* [GIVEN REQUEST]: Repeat every one of the items below word for word, leaving out the pictures.

* [ITEMS]:

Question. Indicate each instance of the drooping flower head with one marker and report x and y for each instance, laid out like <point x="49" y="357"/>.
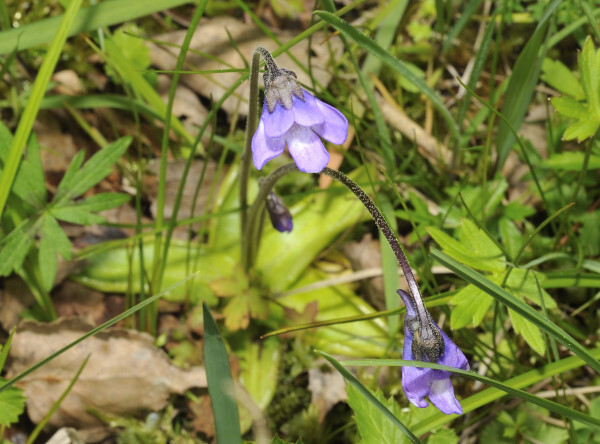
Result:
<point x="292" y="116"/>
<point x="425" y="341"/>
<point x="280" y="216"/>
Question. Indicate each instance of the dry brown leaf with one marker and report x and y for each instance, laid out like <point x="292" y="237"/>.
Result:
<point x="211" y="37"/>
<point x="126" y="374"/>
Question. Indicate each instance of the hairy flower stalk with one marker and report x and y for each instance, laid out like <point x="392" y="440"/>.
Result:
<point x="291" y="116"/>
<point x="424" y="340"/>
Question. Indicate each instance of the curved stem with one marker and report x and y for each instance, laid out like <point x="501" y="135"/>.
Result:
<point x="390" y="237"/>
<point x="249" y="248"/>
<point x="251" y="124"/>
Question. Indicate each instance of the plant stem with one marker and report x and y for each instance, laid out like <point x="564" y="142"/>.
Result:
<point x="251" y="124"/>
<point x="250" y="248"/>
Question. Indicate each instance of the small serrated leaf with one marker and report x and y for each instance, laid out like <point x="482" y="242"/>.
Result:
<point x="60" y="241"/>
<point x="15" y="246"/>
<point x="559" y="77"/>
<point x="95" y="169"/>
<point x="581" y="130"/>
<point x="590" y="75"/>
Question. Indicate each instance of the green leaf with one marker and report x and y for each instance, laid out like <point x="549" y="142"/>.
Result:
<point x="559" y="77"/>
<point x="30" y="184"/>
<point x="531" y="333"/>
<point x="220" y="382"/>
<point x="475" y="248"/>
<point x="372" y="399"/>
<point x="48" y="262"/>
<point x="100" y="202"/>
<point x="581" y="130"/>
<point x="520" y="307"/>
<point x="76" y="215"/>
<point x="53" y="231"/>
<point x="589" y="70"/>
<point x="512" y="239"/>
<point x="15" y="246"/>
<point x="87" y="19"/>
<point x="400" y="67"/>
<point x="571" y="161"/>
<point x="521" y="85"/>
<point x="37" y="92"/>
<point x="259" y="369"/>
<point x="132" y="47"/>
<point x="12" y="405"/>
<point x="522" y="283"/>
<point x="444" y="436"/>
<point x="570" y="107"/>
<point x="374" y="426"/>
<point x="471" y="305"/>
<point x="95" y="169"/>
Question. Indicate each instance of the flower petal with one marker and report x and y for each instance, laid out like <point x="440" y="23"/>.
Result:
<point x="278" y="122"/>
<point x="307" y="149"/>
<point x="453" y="356"/>
<point x="307" y="112"/>
<point x="335" y="126"/>
<point x="442" y="396"/>
<point x="265" y="148"/>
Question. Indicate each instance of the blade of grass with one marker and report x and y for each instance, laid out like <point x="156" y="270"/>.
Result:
<point x="39" y="427"/>
<point x="87" y="19"/>
<point x="220" y="382"/>
<point x="367" y="394"/>
<point x="160" y="262"/>
<point x="33" y="105"/>
<point x="521" y="85"/>
<point x="499" y="388"/>
<point x="517" y="305"/>
<point x="95" y="331"/>
<point x="371" y="47"/>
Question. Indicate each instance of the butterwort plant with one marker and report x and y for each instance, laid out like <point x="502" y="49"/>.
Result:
<point x="291" y="116"/>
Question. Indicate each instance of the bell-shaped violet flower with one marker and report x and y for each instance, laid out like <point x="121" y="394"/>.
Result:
<point x="421" y="382"/>
<point x="292" y="116"/>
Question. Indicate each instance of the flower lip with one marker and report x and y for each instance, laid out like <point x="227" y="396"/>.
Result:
<point x="299" y="128"/>
<point x="421" y="382"/>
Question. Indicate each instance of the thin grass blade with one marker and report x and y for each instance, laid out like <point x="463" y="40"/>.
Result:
<point x="520" y="307"/>
<point x="220" y="383"/>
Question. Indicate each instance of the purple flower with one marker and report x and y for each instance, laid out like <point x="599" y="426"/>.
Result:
<point x="421" y="382"/>
<point x="295" y="117"/>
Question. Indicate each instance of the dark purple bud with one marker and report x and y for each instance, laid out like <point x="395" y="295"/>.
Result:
<point x="278" y="213"/>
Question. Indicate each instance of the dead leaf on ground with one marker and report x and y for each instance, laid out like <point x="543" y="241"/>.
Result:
<point x="211" y="37"/>
<point x="126" y="374"/>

* [TASK OUTPUT]:
Question. Indicate each instance of the drooping flower head with one marker and report x and y for each instance, laid out like <point x="49" y="357"/>.
Result:
<point x="292" y="116"/>
<point x="425" y="341"/>
<point x="280" y="216"/>
Question. Indicate each instance of the dry brown leaf with one marker and report x and y for each instance, laid out like <point x="292" y="237"/>.
Result:
<point x="211" y="37"/>
<point x="126" y="374"/>
Question. Indicate each instance of the hairy flower stalk with one marker and report x and y for each instance, laid out like <point x="392" y="440"/>.
Result:
<point x="291" y="116"/>
<point x="424" y="340"/>
Question. Indicate each instance of the curved stem with one marker and report x and y for each instance, laid out like <point x="501" y="135"/>.
Result:
<point x="390" y="237"/>
<point x="249" y="248"/>
<point x="251" y="124"/>
Question. Indicate each instance of the plant stem with one marker and report x and y for each instance, laid out like <point x="564" y="142"/>.
Result:
<point x="251" y="124"/>
<point x="250" y="248"/>
Question. Indicate each instance of the small serrated leaf with one marker and report x and y for each instance, laid out like <point x="482" y="242"/>.
Result:
<point x="60" y="241"/>
<point x="15" y="246"/>
<point x="559" y="77"/>
<point x="95" y="169"/>
<point x="581" y="130"/>
<point x="590" y="75"/>
Question. Indicate each instance of the green leaf with one marker and report x and y for each instance, laid out like <point x="549" y="142"/>.
Result:
<point x="559" y="77"/>
<point x="30" y="184"/>
<point x="531" y="333"/>
<point x="220" y="382"/>
<point x="475" y="248"/>
<point x="372" y="399"/>
<point x="48" y="262"/>
<point x="100" y="202"/>
<point x="581" y="130"/>
<point x="520" y="307"/>
<point x="76" y="215"/>
<point x="53" y="231"/>
<point x="589" y="70"/>
<point x="512" y="239"/>
<point x="15" y="246"/>
<point x="87" y="19"/>
<point x="400" y="67"/>
<point x="571" y="161"/>
<point x="521" y="85"/>
<point x="37" y="92"/>
<point x="259" y="369"/>
<point x="132" y="47"/>
<point x="12" y="405"/>
<point x="522" y="283"/>
<point x="444" y="436"/>
<point x="570" y="107"/>
<point x="374" y="426"/>
<point x="471" y="305"/>
<point x="95" y="169"/>
Question. Indicate each instance of the flower petal with one marker and report x and y for each instance, laid out like <point x="440" y="23"/>.
Result:
<point x="278" y="122"/>
<point x="307" y="149"/>
<point x="453" y="356"/>
<point x="307" y="112"/>
<point x="335" y="126"/>
<point x="442" y="396"/>
<point x="265" y="148"/>
Question. Indicate each instance of the blade of grass with one marker and report x and y for each instance, laid out like <point x="156" y="270"/>.
Result:
<point x="39" y="427"/>
<point x="87" y="19"/>
<point x="220" y="382"/>
<point x="367" y="394"/>
<point x="160" y="262"/>
<point x="33" y="105"/>
<point x="521" y="85"/>
<point x="499" y="388"/>
<point x="517" y="305"/>
<point x="95" y="331"/>
<point x="371" y="47"/>
Question. Indicate each instance of the butterwort plant with one marker and report x and y for each instance, laid out like <point x="502" y="49"/>.
Result:
<point x="291" y="116"/>
Question. Indicate each instance of the bell-shaped violet flower with one marker and report x and y for each instance, laid out like <point x="121" y="394"/>.
Result:
<point x="421" y="382"/>
<point x="292" y="116"/>
Question. Indicate each instance of the flower lip with one marker and report x and y for each instance, laid out like <point x="227" y="396"/>.
Result:
<point x="299" y="128"/>
<point x="421" y="382"/>
Question. Indicate each instance of the thin grass blade with one marker and report x and y for each instance, laid out like <point x="463" y="40"/>.
Result:
<point x="520" y="307"/>
<point x="220" y="383"/>
Question. Indicate each instance of the purple flower with one marker and report x and y for each instance, laid out like <point x="599" y="426"/>.
Result:
<point x="421" y="382"/>
<point x="295" y="117"/>
Question. Indicate each instance of the dark purple bud with one marker and report x and y for each instance, laid out like <point x="395" y="295"/>.
Result:
<point x="278" y="213"/>
Question. Indicate each instance of the dead leaf on ground with one marker and report x and y for each instance, laid out like <point x="543" y="241"/>.
Result:
<point x="211" y="37"/>
<point x="126" y="374"/>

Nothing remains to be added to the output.